### [ASSIGNMENT]
Retype the records in full, exactly as they stand.

··· TASK INPUT ···

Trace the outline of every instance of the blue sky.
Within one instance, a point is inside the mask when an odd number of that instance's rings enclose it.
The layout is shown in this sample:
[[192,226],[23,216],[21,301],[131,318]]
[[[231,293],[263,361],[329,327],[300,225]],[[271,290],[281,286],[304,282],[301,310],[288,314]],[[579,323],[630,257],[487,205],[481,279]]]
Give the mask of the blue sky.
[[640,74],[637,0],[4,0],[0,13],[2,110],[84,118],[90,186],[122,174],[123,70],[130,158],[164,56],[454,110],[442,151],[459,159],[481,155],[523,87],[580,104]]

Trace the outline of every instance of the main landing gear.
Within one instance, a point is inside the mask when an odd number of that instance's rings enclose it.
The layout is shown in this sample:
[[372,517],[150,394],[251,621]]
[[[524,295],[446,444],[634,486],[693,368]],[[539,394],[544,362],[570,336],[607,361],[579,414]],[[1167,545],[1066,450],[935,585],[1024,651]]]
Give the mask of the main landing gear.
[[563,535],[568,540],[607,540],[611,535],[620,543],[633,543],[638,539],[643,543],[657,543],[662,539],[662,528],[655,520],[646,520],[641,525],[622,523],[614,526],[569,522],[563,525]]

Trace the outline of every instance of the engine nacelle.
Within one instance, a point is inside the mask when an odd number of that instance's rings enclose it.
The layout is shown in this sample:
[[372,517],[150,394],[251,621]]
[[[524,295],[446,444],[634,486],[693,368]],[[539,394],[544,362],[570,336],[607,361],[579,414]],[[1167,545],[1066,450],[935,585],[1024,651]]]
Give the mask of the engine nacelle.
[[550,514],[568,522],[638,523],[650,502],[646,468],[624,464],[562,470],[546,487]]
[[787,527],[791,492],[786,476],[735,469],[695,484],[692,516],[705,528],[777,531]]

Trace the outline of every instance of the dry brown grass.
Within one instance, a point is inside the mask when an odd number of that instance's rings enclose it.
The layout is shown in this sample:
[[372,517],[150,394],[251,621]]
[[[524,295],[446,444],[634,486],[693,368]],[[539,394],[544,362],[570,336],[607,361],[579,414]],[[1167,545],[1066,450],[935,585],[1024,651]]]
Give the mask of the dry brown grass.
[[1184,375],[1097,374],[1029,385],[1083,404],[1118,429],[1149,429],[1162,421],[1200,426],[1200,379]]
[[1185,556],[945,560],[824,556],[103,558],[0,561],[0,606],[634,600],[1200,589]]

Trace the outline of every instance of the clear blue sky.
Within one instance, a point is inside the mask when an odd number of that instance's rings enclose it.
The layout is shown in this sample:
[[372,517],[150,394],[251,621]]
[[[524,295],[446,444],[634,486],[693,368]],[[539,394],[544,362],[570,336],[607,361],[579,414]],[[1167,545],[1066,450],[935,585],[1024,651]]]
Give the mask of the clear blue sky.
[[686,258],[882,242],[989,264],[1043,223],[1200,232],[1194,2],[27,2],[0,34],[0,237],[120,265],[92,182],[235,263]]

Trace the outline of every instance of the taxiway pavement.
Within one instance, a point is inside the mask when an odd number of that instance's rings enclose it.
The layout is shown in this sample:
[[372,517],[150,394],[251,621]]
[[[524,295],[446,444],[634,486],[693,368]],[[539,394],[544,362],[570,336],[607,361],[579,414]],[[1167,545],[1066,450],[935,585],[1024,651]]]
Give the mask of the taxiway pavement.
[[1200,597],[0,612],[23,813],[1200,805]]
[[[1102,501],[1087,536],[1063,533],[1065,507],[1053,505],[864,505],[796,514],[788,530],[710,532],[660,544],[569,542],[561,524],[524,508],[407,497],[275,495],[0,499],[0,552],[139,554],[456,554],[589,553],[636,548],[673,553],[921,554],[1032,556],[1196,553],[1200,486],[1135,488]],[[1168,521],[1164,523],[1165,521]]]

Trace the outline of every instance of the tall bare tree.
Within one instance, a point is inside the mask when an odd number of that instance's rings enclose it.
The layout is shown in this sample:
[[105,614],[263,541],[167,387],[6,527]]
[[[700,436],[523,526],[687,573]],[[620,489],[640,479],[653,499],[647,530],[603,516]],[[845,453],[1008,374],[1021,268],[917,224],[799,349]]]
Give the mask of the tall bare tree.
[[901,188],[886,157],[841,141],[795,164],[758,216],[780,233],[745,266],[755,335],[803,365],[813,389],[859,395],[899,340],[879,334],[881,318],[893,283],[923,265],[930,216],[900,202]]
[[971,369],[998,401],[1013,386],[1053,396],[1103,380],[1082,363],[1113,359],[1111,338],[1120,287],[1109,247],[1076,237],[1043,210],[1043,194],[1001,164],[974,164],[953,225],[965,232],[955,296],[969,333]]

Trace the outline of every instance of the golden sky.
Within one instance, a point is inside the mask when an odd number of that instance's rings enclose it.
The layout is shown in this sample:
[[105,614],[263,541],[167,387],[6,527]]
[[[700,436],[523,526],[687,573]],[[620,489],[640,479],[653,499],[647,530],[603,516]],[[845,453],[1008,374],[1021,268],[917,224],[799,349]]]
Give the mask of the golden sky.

···

### [RESPONSE FOR THIS EXERCISE]
Trace the outline of every instance of the blue sky.
Within one instance, a point is inside the mask when an odd number of that instance's rings enclose it.
The layout is shown in this sample:
[[192,226],[23,216],[21,301],[131,318]]
[[[231,293],[263,361],[329,327],[300,225]],[[271,290],[281,286],[304,282],[301,310],[288,314]],[[579,323],[630,257],[487,205],[481,279]]]
Give the mask of the blue sky.
[[640,74],[637,0],[4,0],[0,13],[2,110],[84,118],[90,186],[122,174],[123,70],[130,158],[164,56],[454,110],[442,151],[459,159],[481,155],[523,87],[580,104]]

Trace the outline of every instance of the main landing gear.
Within one instance, a point is inside the mask when an odd number of that instance's rings enclose it.
The layout is shown in this sample:
[[372,517],[150,394],[251,621]]
[[[524,295],[446,444],[634,486],[693,368]],[[539,394],[544,362],[570,336],[607,361],[579,414]],[[1167,545],[1066,450],[935,585],[1024,651]]]
Give the mask of the main landing gear.
[[563,535],[568,540],[607,540],[611,535],[620,543],[633,543],[638,539],[643,543],[657,543],[662,539],[662,528],[655,520],[646,520],[641,525],[622,523],[614,526],[569,522],[563,525]]

Trace the outline of every instance of the engine nacelle.
Within one instance, a point is inside the mask when an odd number of that instance's rings enclose it.
The layout is shown in this sample:
[[372,517],[150,394],[251,621]]
[[[524,295],[446,444],[634,486],[693,368]],[[539,394],[544,362],[570,336],[607,361],[579,414]],[[1167,545],[1066,450],[935,585],[1024,651]]]
Give the mask of the engine nacelle.
[[550,514],[568,522],[638,523],[650,502],[646,468],[624,464],[562,470],[546,487]]
[[787,527],[791,492],[786,476],[735,469],[695,484],[692,516],[705,528],[777,531]]

Trace the outline of every instance of the dry brown grass.
Within one instance, a point is inside the mask when an odd number of that instance's rings enclose it.
The layout is shown in this sample:
[[372,517],[150,394],[251,621]]
[[[524,295],[446,444],[634,486],[693,368]],[[539,394],[544,362],[570,336],[607,361],[579,414]],[[1167,545],[1066,450],[935,585],[1024,651]]]
Give the mask of the dry brown grass.
[[1184,375],[1097,374],[1029,385],[1083,404],[1118,429],[1149,429],[1162,421],[1200,426],[1200,379]]
[[1185,556],[945,560],[824,556],[103,558],[0,561],[0,606],[634,600],[1200,589]]

Trace the outline of every instance of the clear blue sky.
Within one instance, a point is inside the mask when an odd number of that instance's rings enclose it.
The layout is shown in this sample:
[[372,517],[150,394],[251,621]]
[[[524,295],[446,444],[634,486],[693,368]],[[539,394],[544,362],[570,336],[607,361],[579,414]],[[1167,545],[1066,450],[935,585],[1024,651]]]
Give the mask of the clear blue sky.
[[686,258],[882,242],[989,264],[1043,223],[1200,232],[1194,2],[27,2],[0,34],[0,237],[120,265],[92,182],[235,263]]

Trace the outline of every instance of the taxiway pavement.
Within one instance, a point is inside the mask when an odd number of that instance's rings enclose it.
The layout is shown in this sample:
[[372,517],[150,394],[251,621]]
[[[524,295],[446,444],[634,486],[693,368]],[[539,394],[544,362],[570,336],[607,361],[579,414]],[[1167,545],[1066,450],[935,585],[1024,651]]]
Give the mask of the taxiway pavement.
[[1200,597],[0,612],[23,813],[1200,805]]
[[[1102,501],[1087,536],[1063,533],[1065,507],[1053,505],[864,505],[796,514],[788,530],[710,532],[660,544],[569,542],[561,524],[524,508],[407,497],[275,495],[0,499],[0,552],[139,554],[456,554],[589,553],[636,548],[673,553],[921,554],[1032,556],[1196,553],[1200,486],[1135,488]],[[1168,521],[1164,523],[1165,521]]]

Trace the outline of every instance of the tall bare tree.
Within one instance, a point is inside the mask when an odd number of that instance's rings enclose it.
The layout is shown in this sample:
[[105,614],[263,541],[167,387],[6,527]]
[[[700,436],[523,526],[687,573]],[[620,489],[640,479],[653,499],[647,530],[603,516]],[[845,453],[1008,374],[1021,268],[917,224],[799,349]]]
Give the mask of the tall bare tree.
[[901,188],[886,157],[841,141],[795,164],[758,216],[780,233],[745,266],[755,335],[803,365],[813,389],[859,395],[899,340],[879,334],[881,318],[893,283],[923,265],[930,216],[900,202]]
[[971,369],[998,401],[1013,386],[1053,396],[1103,380],[1082,363],[1113,359],[1111,338],[1120,287],[1109,247],[1076,237],[1043,210],[1043,194],[1001,164],[974,164],[953,225],[965,232],[955,296],[969,333]]

Trace the outline of every instance of the golden sky.
Within one instance, a point is inside the mask when an odd number of that instance's rings enclose it.
The layout is shown in this sample:
[[105,614],[263,541],[167,387],[6,527]]
[[[700,436],[523,526],[687,573]],[[620,489],[640,479],[653,499],[647,530],[603,516]],[[845,453],[1008,374],[1021,268],[917,224],[799,349]]]
Give the mask of the golden sky.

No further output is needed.